*RECORDS PROVIDED*:
_ _ _ _

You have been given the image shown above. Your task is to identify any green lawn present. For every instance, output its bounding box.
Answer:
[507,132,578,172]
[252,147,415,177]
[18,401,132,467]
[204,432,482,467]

_ _ _ _

*AIM OF THE TASK*: Copy the records above word for word, keeping every line and its order unchanged.

*ANSWER TO THE PROBLEM*:
You have been given the image shown above. Your task is to identify any green lawn present. For every instance, output its bounding box.
Answer:
[507,132,578,172]
[252,147,415,177]
[18,401,132,467]
[204,432,482,467]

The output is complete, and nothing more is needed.